TEXT PASSAGE –
____________

Daniels, who gained the nickname "The Blade" from George W. Bush for his incessant desire to cut spending on the environment and other regulatory areas, recently wrote a Wall Street Journal op/ed suggesting that companies should be able to essentially write their own permits until they get caught breaking laws. Of course, he failed to mention that IDEM would serve as his model since it completely eliminated its environmental enforcement branch in 2009.

Daniels, who wears his "conservative" credentials on his sleeve, must also explain why he proposed and signed into law one of the most socialistic measures in U.S. history in 2008. In that, Daniels approved the State of Indiana as the sole customer for a pet project that is supposed to produce synthetic gas from coal in Rockport, Ind.

In that package, the Indiana Finance Authority is slated to buy all the output from the plant and then force Indiana gas utilities to buy it from the Finance Authority at prices that could easily exceed 300 percent of the price of natural gas on the private market. Daniels has called the arrangement a “hedge” against price fluctuations.

It is uncertain how Daniels will rationalize such liberal tendencies to his corporate cronies, while at the same time disguising himself as an ultraconservative who will say and do anything to pander to the likes of right-wing Tea Baggers as he attempts to raise his stature with them.

____________

SUPPLIED DATA –

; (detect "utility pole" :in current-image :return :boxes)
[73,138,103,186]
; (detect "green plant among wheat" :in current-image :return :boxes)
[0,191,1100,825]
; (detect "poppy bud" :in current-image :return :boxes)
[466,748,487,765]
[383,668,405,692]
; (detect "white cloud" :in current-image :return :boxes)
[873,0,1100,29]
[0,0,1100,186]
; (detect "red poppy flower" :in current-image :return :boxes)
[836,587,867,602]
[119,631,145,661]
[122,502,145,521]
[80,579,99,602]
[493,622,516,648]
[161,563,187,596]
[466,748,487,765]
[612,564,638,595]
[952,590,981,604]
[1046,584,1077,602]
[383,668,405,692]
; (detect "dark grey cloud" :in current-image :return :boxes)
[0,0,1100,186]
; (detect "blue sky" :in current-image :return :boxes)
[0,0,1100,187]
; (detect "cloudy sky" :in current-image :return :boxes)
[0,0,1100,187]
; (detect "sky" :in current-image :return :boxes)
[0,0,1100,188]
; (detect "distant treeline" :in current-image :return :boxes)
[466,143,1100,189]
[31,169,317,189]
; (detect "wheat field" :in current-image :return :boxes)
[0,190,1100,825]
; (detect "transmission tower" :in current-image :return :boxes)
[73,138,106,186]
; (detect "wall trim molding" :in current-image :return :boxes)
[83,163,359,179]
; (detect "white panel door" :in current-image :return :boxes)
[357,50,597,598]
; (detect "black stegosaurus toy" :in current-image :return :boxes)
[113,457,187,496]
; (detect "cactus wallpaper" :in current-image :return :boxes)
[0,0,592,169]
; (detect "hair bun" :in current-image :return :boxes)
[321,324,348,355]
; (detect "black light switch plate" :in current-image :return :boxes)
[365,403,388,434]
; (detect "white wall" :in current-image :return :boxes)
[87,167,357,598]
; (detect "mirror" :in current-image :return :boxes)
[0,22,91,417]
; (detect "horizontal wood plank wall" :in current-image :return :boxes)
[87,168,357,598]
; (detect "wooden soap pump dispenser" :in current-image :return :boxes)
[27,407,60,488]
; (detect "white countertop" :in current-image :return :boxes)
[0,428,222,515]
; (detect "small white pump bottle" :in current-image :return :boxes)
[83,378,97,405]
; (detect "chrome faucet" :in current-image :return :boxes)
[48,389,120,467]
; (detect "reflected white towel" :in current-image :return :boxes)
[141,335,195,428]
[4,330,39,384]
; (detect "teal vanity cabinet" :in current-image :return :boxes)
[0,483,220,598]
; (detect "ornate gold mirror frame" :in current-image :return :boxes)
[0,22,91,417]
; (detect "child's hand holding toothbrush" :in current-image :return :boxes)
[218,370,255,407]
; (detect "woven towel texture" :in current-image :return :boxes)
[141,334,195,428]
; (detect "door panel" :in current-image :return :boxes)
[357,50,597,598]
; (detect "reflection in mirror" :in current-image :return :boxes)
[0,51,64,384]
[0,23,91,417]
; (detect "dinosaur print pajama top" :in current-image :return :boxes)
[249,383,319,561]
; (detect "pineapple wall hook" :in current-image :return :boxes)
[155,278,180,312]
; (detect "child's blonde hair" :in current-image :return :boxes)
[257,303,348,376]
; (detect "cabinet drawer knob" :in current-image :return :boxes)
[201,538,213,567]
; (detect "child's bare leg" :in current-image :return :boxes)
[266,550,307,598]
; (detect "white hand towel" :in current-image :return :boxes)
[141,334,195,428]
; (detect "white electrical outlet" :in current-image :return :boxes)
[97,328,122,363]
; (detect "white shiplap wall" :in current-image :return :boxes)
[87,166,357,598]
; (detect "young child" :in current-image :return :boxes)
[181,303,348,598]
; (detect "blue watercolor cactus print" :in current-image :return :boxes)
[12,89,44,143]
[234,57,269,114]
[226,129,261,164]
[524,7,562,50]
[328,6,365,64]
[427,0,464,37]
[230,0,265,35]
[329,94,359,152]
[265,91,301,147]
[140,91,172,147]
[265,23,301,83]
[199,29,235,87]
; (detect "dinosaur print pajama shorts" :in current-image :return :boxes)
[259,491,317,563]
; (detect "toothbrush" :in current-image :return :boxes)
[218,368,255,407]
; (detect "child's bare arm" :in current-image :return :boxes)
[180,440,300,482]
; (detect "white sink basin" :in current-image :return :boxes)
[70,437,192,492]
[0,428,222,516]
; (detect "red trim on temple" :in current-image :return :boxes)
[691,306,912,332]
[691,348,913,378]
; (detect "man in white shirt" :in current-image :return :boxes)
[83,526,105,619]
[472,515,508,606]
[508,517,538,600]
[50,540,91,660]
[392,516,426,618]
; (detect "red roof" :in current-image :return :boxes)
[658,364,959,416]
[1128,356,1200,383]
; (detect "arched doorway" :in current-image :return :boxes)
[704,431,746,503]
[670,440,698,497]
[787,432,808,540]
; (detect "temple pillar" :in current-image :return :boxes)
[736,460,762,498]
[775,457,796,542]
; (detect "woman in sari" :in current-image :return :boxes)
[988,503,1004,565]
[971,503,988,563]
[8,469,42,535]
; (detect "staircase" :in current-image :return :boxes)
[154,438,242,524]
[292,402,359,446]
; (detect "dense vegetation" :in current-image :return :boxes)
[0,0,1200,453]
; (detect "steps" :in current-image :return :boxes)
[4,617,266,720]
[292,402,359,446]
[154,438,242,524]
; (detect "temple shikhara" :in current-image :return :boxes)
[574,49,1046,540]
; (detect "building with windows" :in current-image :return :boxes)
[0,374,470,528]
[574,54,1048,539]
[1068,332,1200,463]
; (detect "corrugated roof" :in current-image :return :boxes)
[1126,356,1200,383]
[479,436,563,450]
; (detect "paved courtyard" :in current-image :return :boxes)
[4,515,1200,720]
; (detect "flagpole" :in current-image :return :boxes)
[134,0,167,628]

____________

AIM – Set down the commentary on Daniels's record in full, word for word.

TASK RESULT –
Daniels, who gained the nickname "The Blade" from George W. Bush for his incessant desire to cut spending on the environment and other regulatory areas, recently wrote a Wall Street Journal op/ed suggesting that companies should be able to essentially write their own permits until they get caught breaking laws. Of course, he failed to mention that IDEM would serve as his model since it completely eliminated its environmental enforcement branch in 2009.

Daniels, who wears his "conservative" credentials on his sleeve, must also explain why he proposed and signed into law one of the most socialistic measures in U.S. history in 2008. In that, Daniels approved the State of Indiana as the sole customer for a pet project that is supposed to produce synthetic gas from coal in Rockport, Ind.

In that package, the Indiana Finance Authority is slated to buy all the output from the plant and then force Indiana gas utilities to buy it from the Finance Authority at prices that could easily exceed 300 percent of the price of natural gas on the private market. Daniels has called the arrangement a “hedge” against price fluctuations.

It is uncertain how Daniels will rationalize such liberal tendencies to his corporate cronies, while at the same time disguising himself as an ultraconservative who will say and do anything to pander to the likes of right-wing Tea Baggers as he attempts to raise his stature with them.